Requirement A:
Answer these questions from the Mirage album entry below:
(i) What genre is the album listed under?
(ii) Which single was released on 20 August 2010?
(iii) What nationality does the entry give for Sophie Ellis-Bextor?

Studio album by Armin van Buuren
- Released: 10 September 2010
- Genre: Trance
- Length: 83:23
- Labels: Armada; Ultra;
- Producers: Armin van Buuren; Benno de Goeij; Olivia Nervo; Miriam Nervo; Raz Nitzan; Adrian Broekhuyse; Ferry Corsten;

Armin van Buuren chronology
| A State of Trance 2010 (2010) | Mirage (2010) | A State of Trance 2011 (2011) |

Singles from Mirage
- "Full Focus" Released: 24 June 2010; "Not Giving Up on Love" Released: 20 August 2010; "This Light Between Us" Released: 13 December 2010; "Drowning" Released: 25 February 2011; "Feels So Good" Released: 4 July 2011; "Youtopia" Released: 13 December 2011; "Orbion" Released: 13 February 2012;

= Mirage (Armin van Buuren album) =

Mirage is the fourth studio album by Dutch DJ and record producer Armin van Buuren. It was released on 10 September 2010 by Armada Music, and was preceded by the release of the lead single, "Full Focus" on 24 June 2010. The album features collaborations with English singer Sophie Ellis-Bextor, British singer Christian Burns, Pakistani-American singer Nadia Ali, American music producer BT, Dutch music producer Ferry Corsten, and Adam Young of Owl City.

Requirement B: Find every line in the rows below that contains the word "vegetation", and copy each one.

Part of a data file:
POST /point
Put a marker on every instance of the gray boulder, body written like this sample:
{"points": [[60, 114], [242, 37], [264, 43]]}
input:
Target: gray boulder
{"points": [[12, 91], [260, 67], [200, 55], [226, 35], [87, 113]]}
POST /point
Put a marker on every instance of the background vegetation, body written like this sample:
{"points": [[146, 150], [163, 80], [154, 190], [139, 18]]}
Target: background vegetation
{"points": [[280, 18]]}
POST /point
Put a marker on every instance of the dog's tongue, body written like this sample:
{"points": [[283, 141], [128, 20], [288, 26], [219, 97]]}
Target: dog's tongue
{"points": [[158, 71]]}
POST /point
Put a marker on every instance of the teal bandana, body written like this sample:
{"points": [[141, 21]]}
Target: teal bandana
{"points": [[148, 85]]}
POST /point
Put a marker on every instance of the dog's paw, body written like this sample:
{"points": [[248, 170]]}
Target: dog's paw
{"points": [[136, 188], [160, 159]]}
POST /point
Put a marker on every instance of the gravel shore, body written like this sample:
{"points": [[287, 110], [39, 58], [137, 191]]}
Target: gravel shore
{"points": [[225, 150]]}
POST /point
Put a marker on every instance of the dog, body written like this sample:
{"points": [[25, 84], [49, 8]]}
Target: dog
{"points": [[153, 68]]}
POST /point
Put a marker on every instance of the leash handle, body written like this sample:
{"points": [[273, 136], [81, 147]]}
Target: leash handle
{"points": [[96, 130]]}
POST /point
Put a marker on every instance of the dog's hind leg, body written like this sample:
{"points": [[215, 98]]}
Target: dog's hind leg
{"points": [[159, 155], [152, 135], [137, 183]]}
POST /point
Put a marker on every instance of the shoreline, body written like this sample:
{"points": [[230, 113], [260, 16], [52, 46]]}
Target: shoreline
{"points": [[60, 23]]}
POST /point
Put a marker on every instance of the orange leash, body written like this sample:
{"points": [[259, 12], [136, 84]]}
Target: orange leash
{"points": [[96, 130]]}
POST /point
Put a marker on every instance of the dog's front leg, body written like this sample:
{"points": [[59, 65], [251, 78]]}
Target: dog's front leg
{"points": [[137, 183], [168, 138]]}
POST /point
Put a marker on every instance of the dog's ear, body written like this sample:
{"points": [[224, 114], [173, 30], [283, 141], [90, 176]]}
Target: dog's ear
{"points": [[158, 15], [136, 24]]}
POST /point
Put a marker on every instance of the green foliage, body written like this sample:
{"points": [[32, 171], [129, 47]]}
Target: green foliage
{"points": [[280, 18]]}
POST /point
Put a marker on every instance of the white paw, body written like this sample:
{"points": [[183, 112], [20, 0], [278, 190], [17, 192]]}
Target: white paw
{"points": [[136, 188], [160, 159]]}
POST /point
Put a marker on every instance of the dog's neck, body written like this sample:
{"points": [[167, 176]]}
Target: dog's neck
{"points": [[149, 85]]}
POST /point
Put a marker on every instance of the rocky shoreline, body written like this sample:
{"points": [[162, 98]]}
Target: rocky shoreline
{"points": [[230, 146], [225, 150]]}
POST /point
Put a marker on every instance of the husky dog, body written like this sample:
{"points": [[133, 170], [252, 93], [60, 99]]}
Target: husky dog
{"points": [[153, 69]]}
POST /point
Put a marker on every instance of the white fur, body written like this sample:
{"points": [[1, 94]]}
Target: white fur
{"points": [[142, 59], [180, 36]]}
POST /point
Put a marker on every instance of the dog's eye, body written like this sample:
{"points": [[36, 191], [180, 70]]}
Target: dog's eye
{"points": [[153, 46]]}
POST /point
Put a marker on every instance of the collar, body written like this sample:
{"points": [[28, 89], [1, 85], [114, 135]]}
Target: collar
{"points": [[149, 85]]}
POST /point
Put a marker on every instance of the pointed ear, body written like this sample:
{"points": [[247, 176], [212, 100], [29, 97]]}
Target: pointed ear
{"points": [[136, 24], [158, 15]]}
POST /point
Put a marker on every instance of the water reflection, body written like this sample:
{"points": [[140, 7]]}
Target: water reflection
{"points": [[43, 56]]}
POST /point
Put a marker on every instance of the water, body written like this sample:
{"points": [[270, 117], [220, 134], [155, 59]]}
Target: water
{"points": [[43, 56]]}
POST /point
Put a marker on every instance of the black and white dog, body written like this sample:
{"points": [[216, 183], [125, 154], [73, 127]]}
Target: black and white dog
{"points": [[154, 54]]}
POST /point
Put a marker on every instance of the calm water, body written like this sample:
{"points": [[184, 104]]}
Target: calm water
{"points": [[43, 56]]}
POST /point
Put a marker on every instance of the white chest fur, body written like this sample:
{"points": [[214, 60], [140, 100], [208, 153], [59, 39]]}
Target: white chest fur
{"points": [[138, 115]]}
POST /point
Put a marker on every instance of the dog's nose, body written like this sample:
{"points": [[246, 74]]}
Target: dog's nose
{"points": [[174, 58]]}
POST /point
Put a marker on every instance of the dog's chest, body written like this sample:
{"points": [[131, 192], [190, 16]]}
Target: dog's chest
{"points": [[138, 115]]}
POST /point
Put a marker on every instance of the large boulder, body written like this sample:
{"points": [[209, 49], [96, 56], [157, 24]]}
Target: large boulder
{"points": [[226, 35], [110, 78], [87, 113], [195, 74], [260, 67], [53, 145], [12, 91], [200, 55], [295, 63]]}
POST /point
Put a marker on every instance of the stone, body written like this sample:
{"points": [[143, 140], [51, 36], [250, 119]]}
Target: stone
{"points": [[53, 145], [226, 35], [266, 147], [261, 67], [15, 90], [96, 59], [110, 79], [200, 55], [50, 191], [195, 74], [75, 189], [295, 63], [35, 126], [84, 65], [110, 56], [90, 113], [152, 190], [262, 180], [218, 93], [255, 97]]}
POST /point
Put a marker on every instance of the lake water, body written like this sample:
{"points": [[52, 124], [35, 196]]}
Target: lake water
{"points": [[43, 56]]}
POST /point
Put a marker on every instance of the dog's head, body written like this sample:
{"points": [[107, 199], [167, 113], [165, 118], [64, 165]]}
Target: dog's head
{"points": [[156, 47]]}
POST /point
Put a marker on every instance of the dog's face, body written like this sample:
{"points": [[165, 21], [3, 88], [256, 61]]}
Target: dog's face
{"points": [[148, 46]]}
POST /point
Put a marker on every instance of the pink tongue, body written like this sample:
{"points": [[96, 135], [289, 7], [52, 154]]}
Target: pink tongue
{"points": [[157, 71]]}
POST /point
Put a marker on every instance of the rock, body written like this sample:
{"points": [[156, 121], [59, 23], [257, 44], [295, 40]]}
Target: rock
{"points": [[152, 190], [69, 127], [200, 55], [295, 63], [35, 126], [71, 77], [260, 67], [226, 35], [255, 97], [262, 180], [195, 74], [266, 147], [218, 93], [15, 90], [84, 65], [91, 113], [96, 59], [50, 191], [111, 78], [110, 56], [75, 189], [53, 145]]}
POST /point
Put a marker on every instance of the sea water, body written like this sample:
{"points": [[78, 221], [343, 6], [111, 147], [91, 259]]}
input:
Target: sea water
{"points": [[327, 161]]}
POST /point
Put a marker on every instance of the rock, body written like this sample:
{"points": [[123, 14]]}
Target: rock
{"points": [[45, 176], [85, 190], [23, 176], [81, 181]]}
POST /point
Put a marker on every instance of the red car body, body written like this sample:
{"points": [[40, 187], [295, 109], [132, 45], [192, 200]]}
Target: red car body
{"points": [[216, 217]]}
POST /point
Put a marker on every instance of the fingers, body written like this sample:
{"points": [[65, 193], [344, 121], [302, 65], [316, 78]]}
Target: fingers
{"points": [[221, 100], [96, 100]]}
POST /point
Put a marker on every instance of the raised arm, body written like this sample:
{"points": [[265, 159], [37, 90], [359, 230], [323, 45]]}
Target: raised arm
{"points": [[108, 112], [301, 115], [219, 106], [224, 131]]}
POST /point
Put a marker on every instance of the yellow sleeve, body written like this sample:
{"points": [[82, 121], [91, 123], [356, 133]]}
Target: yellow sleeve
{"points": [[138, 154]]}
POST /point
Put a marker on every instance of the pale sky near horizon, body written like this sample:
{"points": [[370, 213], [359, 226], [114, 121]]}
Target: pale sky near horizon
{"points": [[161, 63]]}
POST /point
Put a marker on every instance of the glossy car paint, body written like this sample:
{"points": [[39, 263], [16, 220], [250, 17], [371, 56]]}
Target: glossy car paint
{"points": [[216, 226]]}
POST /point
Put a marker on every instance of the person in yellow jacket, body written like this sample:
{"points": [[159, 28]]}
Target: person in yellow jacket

Exercise solution A:
(i) Trance
(ii) "Not Giving Up on Love"
(iii) English

Exercise solution B:
Put a marker on every instance of the background vegetation, body written like this sample:
Target: background vegetation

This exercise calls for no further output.